# Top Knot or Not???



## Maxsmom (Aug 5, 2007)

Everyone thinks that sweet Ollie is a girl. He is so sweet, but his eyes seem to stay irritated. He doesn't have haloing on the lower left eye and he is soon to be 1 year old. Krissie (my yorkie) has no top knot! Should I or shouldn't I trim Ollie's Top Knot???? I need opinions!!!

[attachment=42431:SMCal_edited_1.jpg]


[attachment=42430:KrissieBella.jpg]


----------



## Cupcake2007 (Jan 22, 2008)

i have the opposite problem... people think cupcake is a boy... even when i have little bows on her... lol


ollie looks cute!!! its really your preference. if you like it keep it and just tell people, if they say "aww shes so cute" be like "yes HE is" and then they feel weird hahaha... thats what i do when they say aww hes cute.. and im like yeah she loves to wear bows haha


----------



## M&M (Jan 12, 2008)

I LOVE to put bows in Monet and Mozarts hair so I keep the topknots. I stay away from pink or purple and I DO get the what a cute little girl. I also tell them "Not only are they cute, the boys are sweet too!" Some people then will ask if they are boys, why bows? I simply say the Scots wore kilts and the Greeks had their Togas! (and there are many other examples). I say do what makes YOU happiest. Either way he's still a cutie pie.


----------



## marleysmom (Apr 16, 2008)

EVERYONE thinks Tobi is a girl!! I always have him in a top knot although I never have him in a bow. To me a bow is a bow no matter the color and it just makes him look even more feminine. At first I used to get frustrated but now I just except that this is just part of owning such a beautiful breed! We only use clear bands with a xsmall black claw clip. The bands don't seem to tangle as much with the clip in place. It's funny, my boyfriend and I were just talking about this last night and I asked if we should forget the top knot. He was dead set against in the beginning but said "NO WAY, you can't cut that!" He has even learned how to do it recently!


----------



## jodublin (Sep 27, 2006)
* * *
## Goal
Decide whether each statement agrees with the top knot thread above. Answer yes or no for each, and quote the exact words of the thread that settle it. 1. Krissie has a top knot. 2. M&M avoids pink or purple when putting bows in Monet and Mozart's hair. 3. marleysmom uses colored bands for Tobi's top knot.

## Data provided
* * *
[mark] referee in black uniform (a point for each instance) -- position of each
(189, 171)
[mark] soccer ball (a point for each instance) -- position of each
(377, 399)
* * *
## Answer to the exercise
1. No: "Krissie (my yorkie) has no top knot!"
2. Yes: "I stay away from pink or purple"
3. No: "We only use clear bands with a xsmall black claw clip."